_Task to carry out_.
In the entries below, find the line with "Target: white pajama pants" and the line with "Target: hazy horizon". Repeat exactly everything between them, those two lines included, but not the pictures.

************

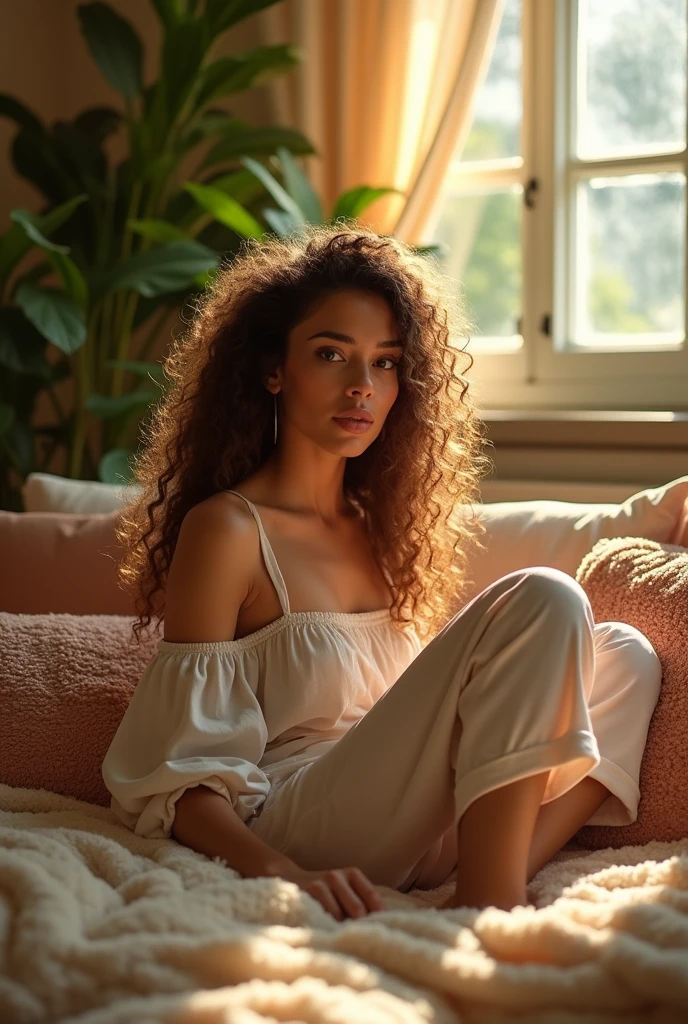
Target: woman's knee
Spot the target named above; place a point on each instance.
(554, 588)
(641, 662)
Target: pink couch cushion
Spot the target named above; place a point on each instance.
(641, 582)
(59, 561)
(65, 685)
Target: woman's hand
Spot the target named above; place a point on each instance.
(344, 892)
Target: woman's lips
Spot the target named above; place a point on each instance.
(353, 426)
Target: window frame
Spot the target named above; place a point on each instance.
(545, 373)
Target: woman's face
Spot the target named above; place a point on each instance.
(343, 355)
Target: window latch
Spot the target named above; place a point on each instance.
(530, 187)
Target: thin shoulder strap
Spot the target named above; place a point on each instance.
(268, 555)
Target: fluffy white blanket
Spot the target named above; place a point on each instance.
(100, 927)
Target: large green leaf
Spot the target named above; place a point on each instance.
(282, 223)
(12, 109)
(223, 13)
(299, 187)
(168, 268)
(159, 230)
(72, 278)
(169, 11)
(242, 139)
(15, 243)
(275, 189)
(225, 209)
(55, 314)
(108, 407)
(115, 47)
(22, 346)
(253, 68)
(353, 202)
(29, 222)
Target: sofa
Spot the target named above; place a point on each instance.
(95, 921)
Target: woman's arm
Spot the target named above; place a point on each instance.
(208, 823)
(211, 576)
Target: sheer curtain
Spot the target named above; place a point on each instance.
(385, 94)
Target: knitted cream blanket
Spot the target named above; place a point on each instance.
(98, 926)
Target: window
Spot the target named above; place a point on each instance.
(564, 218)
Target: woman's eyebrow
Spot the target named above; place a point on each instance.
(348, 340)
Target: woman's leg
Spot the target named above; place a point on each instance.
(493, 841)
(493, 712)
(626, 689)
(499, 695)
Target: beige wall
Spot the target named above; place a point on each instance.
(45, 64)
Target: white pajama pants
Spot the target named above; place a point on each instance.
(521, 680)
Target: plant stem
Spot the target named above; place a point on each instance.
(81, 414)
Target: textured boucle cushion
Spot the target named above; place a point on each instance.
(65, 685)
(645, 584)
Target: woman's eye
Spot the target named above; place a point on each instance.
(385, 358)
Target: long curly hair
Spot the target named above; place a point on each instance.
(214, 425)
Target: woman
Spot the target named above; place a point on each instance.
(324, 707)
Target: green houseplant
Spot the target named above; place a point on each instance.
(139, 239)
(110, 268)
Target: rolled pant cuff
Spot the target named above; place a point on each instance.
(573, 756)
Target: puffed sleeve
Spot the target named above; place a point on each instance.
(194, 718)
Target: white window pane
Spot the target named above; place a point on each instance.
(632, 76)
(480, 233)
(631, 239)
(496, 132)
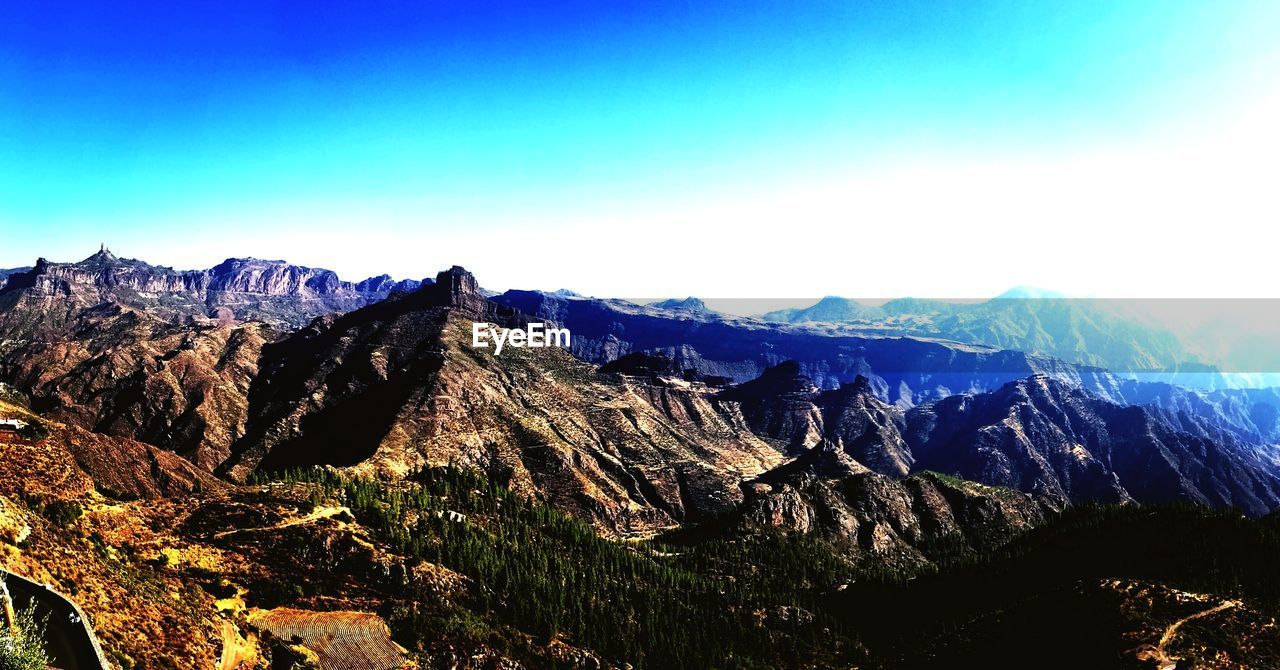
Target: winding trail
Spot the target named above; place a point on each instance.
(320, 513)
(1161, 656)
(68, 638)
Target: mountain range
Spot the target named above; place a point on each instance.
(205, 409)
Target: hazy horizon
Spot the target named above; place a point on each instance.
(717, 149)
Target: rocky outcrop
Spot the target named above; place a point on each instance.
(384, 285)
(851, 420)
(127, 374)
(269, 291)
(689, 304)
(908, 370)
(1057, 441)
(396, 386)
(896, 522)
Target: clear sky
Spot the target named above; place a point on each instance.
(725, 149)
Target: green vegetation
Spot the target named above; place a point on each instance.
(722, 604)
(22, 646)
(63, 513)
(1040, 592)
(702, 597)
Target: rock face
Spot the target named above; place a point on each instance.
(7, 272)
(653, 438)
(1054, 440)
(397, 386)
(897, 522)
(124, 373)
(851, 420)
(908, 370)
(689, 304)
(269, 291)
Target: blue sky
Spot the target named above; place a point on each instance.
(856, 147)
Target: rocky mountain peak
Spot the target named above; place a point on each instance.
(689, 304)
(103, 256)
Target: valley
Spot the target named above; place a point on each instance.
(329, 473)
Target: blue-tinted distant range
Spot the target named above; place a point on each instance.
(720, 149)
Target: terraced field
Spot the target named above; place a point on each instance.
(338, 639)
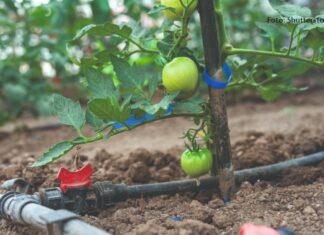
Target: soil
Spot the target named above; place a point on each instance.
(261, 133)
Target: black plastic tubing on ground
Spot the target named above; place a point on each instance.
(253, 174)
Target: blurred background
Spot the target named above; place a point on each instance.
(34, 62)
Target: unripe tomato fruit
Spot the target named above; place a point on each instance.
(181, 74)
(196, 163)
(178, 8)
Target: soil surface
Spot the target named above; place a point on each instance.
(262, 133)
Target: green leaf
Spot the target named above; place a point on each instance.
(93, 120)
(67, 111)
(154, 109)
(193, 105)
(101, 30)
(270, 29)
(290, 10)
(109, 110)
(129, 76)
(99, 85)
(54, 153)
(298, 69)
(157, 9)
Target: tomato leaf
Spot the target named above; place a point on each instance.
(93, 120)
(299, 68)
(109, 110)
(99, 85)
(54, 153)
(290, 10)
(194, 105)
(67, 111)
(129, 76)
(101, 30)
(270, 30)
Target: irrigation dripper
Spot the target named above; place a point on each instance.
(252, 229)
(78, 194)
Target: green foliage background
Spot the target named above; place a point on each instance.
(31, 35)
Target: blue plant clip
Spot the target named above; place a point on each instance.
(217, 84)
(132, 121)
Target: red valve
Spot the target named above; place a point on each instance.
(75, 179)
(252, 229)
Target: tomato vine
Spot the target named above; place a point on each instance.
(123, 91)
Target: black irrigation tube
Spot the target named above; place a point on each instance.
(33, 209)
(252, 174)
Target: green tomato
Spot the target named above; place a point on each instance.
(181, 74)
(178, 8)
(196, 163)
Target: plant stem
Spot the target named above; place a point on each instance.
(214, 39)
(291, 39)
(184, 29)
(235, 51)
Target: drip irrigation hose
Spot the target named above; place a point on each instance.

************

_Task output_.
Target: white pajama pants
Spot the target named above; place a point on each instance.
(521, 680)
Target: plant stem
Spot the target named above; place a point on each instance.
(81, 414)
Target: textured boucle cushion
Spot the target named above; place a point on each instance.
(65, 685)
(645, 584)
Target: woman's eye
Spot the target named above; place a point on each instance.
(385, 358)
Target: long curly hair
Spot the target named above; place a point on each instance.
(214, 425)
Target: woman
Spot the target named above; place a point on each instance.
(324, 707)
Target: green houseplant
Spot the target named above; place a point on each instance.
(139, 239)
(110, 268)
Target: rolled pant cuff
Spot the target named above; place a point on each instance.
(573, 756)
Target: puffed sleeve
Spot the target named above; place a point on each instance.
(194, 718)
Target: white window pane
Spot the target named above; place a point on each instance.
(632, 76)
(480, 233)
(631, 239)
(496, 132)
Target: winding trail
Spot the target named above; place a point on each instance.
(320, 513)
(1161, 656)
(68, 638)
Target: mountain range
Spot the target named above; place a point on each instance.
(205, 409)
Target: hazy horizon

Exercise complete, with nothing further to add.